** Opening AVAILABLE DATA block **
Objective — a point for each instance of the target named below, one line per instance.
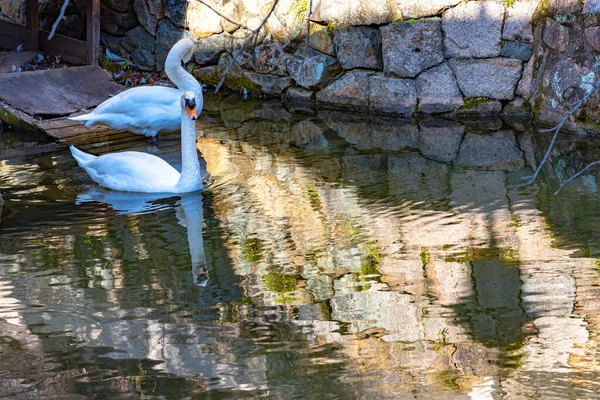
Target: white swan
(133, 171)
(147, 110)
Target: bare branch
(556, 130)
(576, 175)
(61, 15)
(221, 15)
(253, 34)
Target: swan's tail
(90, 118)
(81, 157)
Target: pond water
(334, 255)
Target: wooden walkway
(40, 102)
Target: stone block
(495, 78)
(350, 91)
(409, 48)
(473, 29)
(438, 91)
(320, 39)
(521, 51)
(358, 47)
(392, 95)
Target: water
(335, 255)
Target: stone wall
(400, 57)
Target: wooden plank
(32, 24)
(16, 58)
(60, 91)
(69, 49)
(93, 31)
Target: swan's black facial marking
(190, 104)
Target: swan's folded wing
(135, 99)
(132, 171)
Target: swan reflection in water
(189, 214)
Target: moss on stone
(278, 282)
(508, 255)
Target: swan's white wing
(134, 172)
(132, 100)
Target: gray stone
(521, 51)
(564, 7)
(518, 106)
(409, 48)
(208, 49)
(115, 22)
(167, 35)
(271, 85)
(358, 47)
(270, 59)
(392, 95)
(120, 5)
(556, 36)
(113, 43)
(351, 91)
(524, 89)
(320, 39)
(300, 95)
(517, 23)
(592, 37)
(146, 18)
(175, 10)
(140, 45)
(495, 78)
(473, 29)
(440, 139)
(497, 151)
(480, 107)
(438, 91)
(420, 8)
(591, 6)
(200, 19)
(285, 25)
(352, 12)
(311, 69)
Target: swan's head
(188, 101)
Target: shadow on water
(334, 255)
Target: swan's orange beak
(192, 113)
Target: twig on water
(556, 130)
(576, 175)
(253, 33)
(61, 15)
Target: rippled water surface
(334, 255)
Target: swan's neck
(190, 178)
(180, 77)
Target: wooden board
(61, 91)
(73, 51)
(8, 59)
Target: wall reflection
(336, 253)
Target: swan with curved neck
(133, 171)
(147, 110)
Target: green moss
(370, 261)
(475, 101)
(516, 221)
(278, 282)
(510, 256)
(313, 196)
(252, 250)
(425, 256)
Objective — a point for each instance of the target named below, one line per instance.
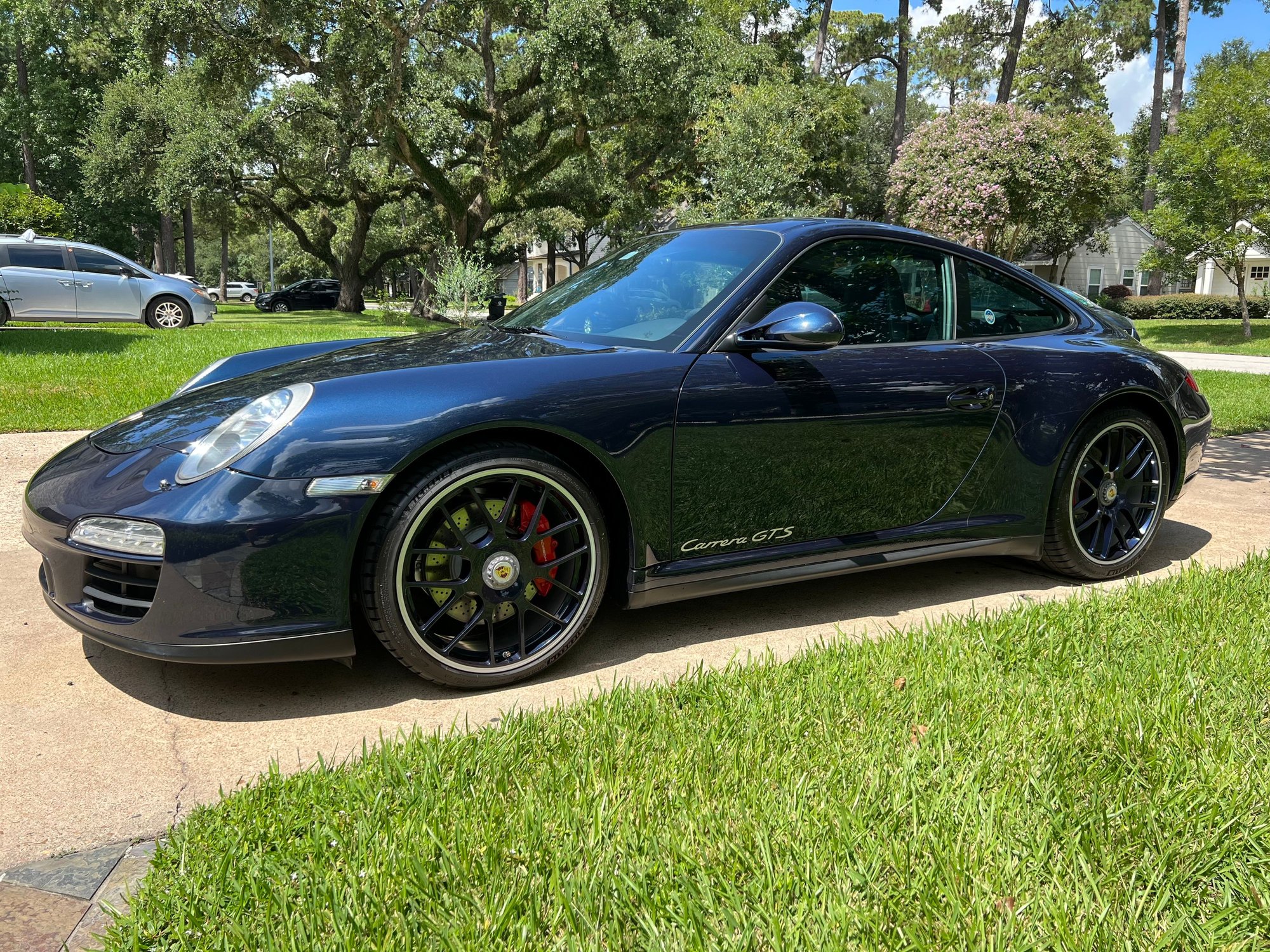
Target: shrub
(1188, 308)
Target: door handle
(980, 397)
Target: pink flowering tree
(1006, 180)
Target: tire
(170, 314)
(1109, 498)
(473, 616)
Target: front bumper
(253, 571)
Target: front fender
(239, 365)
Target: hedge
(1187, 308)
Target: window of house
(991, 304)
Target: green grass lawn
(1211, 337)
(1079, 775)
(58, 378)
(1241, 402)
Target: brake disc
(443, 568)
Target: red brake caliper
(544, 550)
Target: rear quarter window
(993, 305)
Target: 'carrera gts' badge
(695, 545)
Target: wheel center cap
(501, 572)
(1108, 492)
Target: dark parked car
(703, 412)
(312, 295)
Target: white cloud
(1130, 89)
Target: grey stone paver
(34, 921)
(63, 904)
(78, 875)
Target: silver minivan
(53, 280)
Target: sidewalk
(1241, 364)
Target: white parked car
(53, 280)
(242, 291)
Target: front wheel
(170, 314)
(1109, 502)
(487, 568)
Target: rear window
(36, 257)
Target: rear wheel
(486, 569)
(170, 314)
(1111, 498)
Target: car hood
(185, 418)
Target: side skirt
(718, 583)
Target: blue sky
(1130, 87)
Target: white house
(538, 266)
(1090, 271)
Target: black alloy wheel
(487, 569)
(1114, 487)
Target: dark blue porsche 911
(705, 411)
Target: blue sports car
(702, 412)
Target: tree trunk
(29, 152)
(225, 262)
(897, 125)
(1244, 304)
(1175, 100)
(1013, 46)
(351, 285)
(167, 246)
(822, 37)
(187, 234)
(1158, 102)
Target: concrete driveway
(97, 746)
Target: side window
(885, 293)
(96, 262)
(36, 257)
(993, 305)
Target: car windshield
(652, 294)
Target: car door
(873, 435)
(104, 288)
(40, 285)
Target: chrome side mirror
(798, 326)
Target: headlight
(246, 431)
(119, 535)
(194, 381)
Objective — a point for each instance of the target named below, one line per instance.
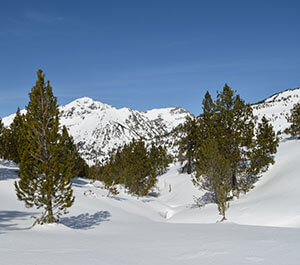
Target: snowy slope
(277, 107)
(98, 128)
(263, 226)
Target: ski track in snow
(262, 227)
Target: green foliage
(188, 143)
(265, 145)
(46, 164)
(2, 147)
(14, 138)
(294, 119)
(135, 166)
(213, 173)
(229, 154)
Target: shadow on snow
(86, 221)
(8, 218)
(8, 170)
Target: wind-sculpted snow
(263, 226)
(277, 107)
(98, 128)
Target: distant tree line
(225, 150)
(135, 166)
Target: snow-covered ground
(263, 226)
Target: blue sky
(148, 54)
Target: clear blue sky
(148, 54)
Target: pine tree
(262, 153)
(2, 140)
(15, 138)
(230, 153)
(234, 132)
(213, 174)
(188, 143)
(294, 119)
(45, 167)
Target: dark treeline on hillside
(135, 166)
(224, 149)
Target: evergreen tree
(262, 153)
(213, 174)
(234, 123)
(80, 166)
(230, 153)
(294, 119)
(188, 143)
(2, 140)
(45, 167)
(15, 138)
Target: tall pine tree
(294, 119)
(45, 168)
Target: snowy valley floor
(263, 226)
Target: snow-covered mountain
(277, 107)
(98, 128)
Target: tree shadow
(80, 183)
(8, 218)
(8, 173)
(86, 221)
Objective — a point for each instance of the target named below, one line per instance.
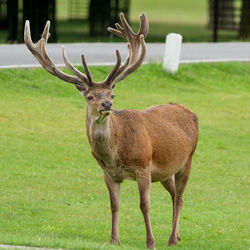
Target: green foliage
(52, 193)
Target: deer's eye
(90, 97)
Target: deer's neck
(100, 134)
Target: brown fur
(155, 144)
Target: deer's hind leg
(169, 185)
(114, 194)
(181, 179)
(144, 182)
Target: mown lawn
(52, 192)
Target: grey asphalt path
(24, 247)
(104, 53)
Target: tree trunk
(245, 19)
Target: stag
(155, 144)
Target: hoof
(151, 244)
(114, 242)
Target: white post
(172, 52)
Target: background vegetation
(189, 18)
(52, 191)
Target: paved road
(104, 53)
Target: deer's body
(160, 138)
(155, 144)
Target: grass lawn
(52, 192)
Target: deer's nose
(107, 105)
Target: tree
(245, 19)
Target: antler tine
(40, 53)
(71, 67)
(55, 71)
(143, 25)
(125, 24)
(86, 69)
(114, 70)
(134, 60)
(126, 71)
(125, 64)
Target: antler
(40, 53)
(134, 60)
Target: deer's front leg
(114, 195)
(144, 182)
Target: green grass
(52, 193)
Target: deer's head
** Closing AVAILABLE DATA block **
EXERCISE DESCRIPTION: All entries must come back exactly as written, though without their pictures.

PROBLEM SOLUTION:
Objective — a point for each instance of the target named below, one line per instance.
Target: white swan
(133, 171)
(147, 110)
Target: bare branch
(556, 130)
(576, 175)
(61, 15)
(221, 15)
(253, 34)
Target: swan's tail
(90, 118)
(81, 157)
Target: pond water
(334, 255)
Target: wooden walkway
(40, 102)
Target: stone block
(495, 78)
(350, 91)
(409, 48)
(473, 29)
(438, 91)
(320, 39)
(521, 51)
(358, 47)
(392, 95)
Target: water
(335, 255)
Target: stone wall
(400, 57)
Target: wooden plank
(32, 24)
(16, 58)
(60, 91)
(69, 49)
(93, 31)
Target: swan's black facial marking
(190, 104)
Target: swan's folded wing
(135, 99)
(132, 171)
Target: swan reflection in water
(189, 214)
Target: moss on stone
(278, 282)
(508, 255)
Target: swan's white wing
(134, 172)
(132, 100)
Target: gray stone
(521, 51)
(564, 7)
(518, 106)
(409, 48)
(208, 49)
(115, 22)
(167, 35)
(271, 85)
(358, 47)
(270, 59)
(392, 95)
(120, 5)
(556, 36)
(113, 43)
(351, 91)
(524, 89)
(320, 39)
(300, 95)
(517, 23)
(592, 37)
(146, 18)
(175, 10)
(140, 45)
(495, 78)
(473, 29)
(440, 139)
(497, 151)
(480, 107)
(438, 91)
(420, 8)
(591, 6)
(200, 19)
(285, 25)
(352, 12)
(311, 69)
Target: swan's head
(188, 101)
Target: shadow on water
(334, 255)
Target: swan's orange beak
(192, 113)
Target: twig on water
(556, 130)
(576, 175)
(253, 33)
(61, 15)
Target: rippled water surface
(334, 255)
Target: swan's neck
(190, 178)
(180, 77)
Target: wooden board
(61, 91)
(73, 51)
(8, 59)
Target: wall reflection
(336, 253)
Target: swan with curved neck
(133, 171)
(147, 110)
Target: green moss
(370, 261)
(475, 101)
(516, 221)
(278, 282)
(510, 256)
(313, 196)
(252, 250)
(425, 256)
Objective — a point for each instance of the target named below, one line per instance.
Target: shrub
(1188, 308)
Target: door handle
(980, 397)
Target: pink flowering tree
(1006, 180)
Target: tire
(170, 314)
(1109, 498)
(473, 616)
Target: front bumper
(253, 571)
Target: front fender
(239, 365)
Target: hedge
(1187, 308)
Target: window of house
(991, 304)
Target: green grass lawn
(1211, 337)
(1079, 775)
(58, 378)
(1241, 402)
Target: brake disc
(443, 568)
Target: red brake caliper
(544, 550)
Target: rear quarter window
(993, 305)
Target: 'carrera gts' badge
(695, 545)
Target: wheel center cap
(501, 572)
(1108, 492)
Target: dark parked car
(703, 412)
(312, 295)
Target: white cloud
(1130, 89)
Target: grey stone paver
(34, 921)
(63, 904)
(78, 875)
Target: silver minivan
(53, 280)
Target: sidewalk
(1241, 364)
Target: white parked car
(53, 280)
(242, 291)
Target: front wheel
(170, 314)
(1109, 502)
(487, 568)
Target: rear window
(36, 257)
Target: rear wheel
(486, 569)
(170, 314)
(1111, 498)
Target: car hood
(185, 418)
Target: side skirt
(718, 583)
Target: blue sky
(1130, 87)
Target: white house
(538, 266)
(1090, 271)
Target: black alloy wheel
(487, 569)
(1114, 487)
Target: dark blue porsche 911
(705, 411)
Target: blue sports car
(702, 412)
Target: tree trunk
(29, 152)
(225, 262)
(897, 125)
(1244, 304)
(1175, 100)
(1013, 46)
(351, 285)
(167, 246)
(822, 37)
(187, 234)
(1158, 102)
Target: concrete driveway
(97, 746)
Target: side window
(885, 293)
(96, 262)
(36, 257)
(993, 305)
Target: car windshield
(652, 294)
Target: car door
(873, 435)
(104, 288)
(40, 285)
Target: chrome side mirror
(798, 326)
Target: headlight
(246, 431)
(119, 535)
(194, 381)
Objective — a point for each instance of the target named below, one line per instance.
Target: snowy slope
(277, 107)
(98, 128)
(263, 226)
Target: ski track in snow
(262, 227)
Target: green foliage
(188, 143)
(265, 145)
(46, 164)
(2, 147)
(14, 138)
(294, 119)
(135, 166)
(213, 173)
(229, 154)
Target: shadow on snow
(86, 221)
(8, 218)
(8, 170)
Target: wind-sculpted snow
(263, 226)
(277, 107)
(98, 128)
Target: distant tree line
(225, 150)
(135, 166)
Target: snow-covered ground
(263, 226)
Target: blue sky
(148, 54)
Target: clear blue sky
(148, 54)
Target: pine tree
(262, 153)
(2, 140)
(15, 138)
(230, 153)
(234, 132)
(213, 174)
(188, 143)
(294, 119)
(45, 167)
Target: dark treeline on hillside
(135, 166)
(224, 149)
Target: evergreen tree
(262, 153)
(213, 174)
(234, 123)
(80, 166)
(230, 153)
(294, 119)
(188, 143)
(2, 140)
(45, 167)
(15, 138)
Target: tall pine tree
(294, 119)
(45, 168)
Target: snowy valley floor
(263, 226)
Target: snow-covered mountain
(277, 107)
(98, 128)
Target: tree shadow
(80, 183)
(8, 218)
(8, 173)
(86, 221)
Objective — a point for each instance of the target named below, one line per instance.
Target: green foliage
(52, 193)
Target: deer's eye
(90, 97)
Target: deer's neck
(100, 134)
Target: brown fur
(155, 144)
Target: deer's hind leg
(169, 185)
(114, 194)
(181, 179)
(144, 182)
Target: mown lawn
(52, 192)
Target: grey asphalt path
(24, 247)
(104, 53)
Target: tree trunk
(245, 19)
Target: stag
(155, 144)
Target: hoof
(151, 244)
(114, 242)
Target: white post
(172, 52)
Target: background vegetation
(189, 18)
(52, 191)
Target: paved road
(104, 53)
Target: deer's body
(160, 138)
(155, 144)
Target: grass lawn
(52, 192)
Target: deer's nose
(107, 105)
Target: tree
(245, 19)
Target: antler tine
(40, 53)
(71, 67)
(55, 71)
(143, 25)
(125, 24)
(86, 69)
(114, 70)
(134, 60)
(126, 71)
(125, 64)
Target: antler
(40, 53)
(134, 60)
Target: deer's front leg
(114, 195)
(144, 182)
Target: green grass
(52, 193)
Target: deer's head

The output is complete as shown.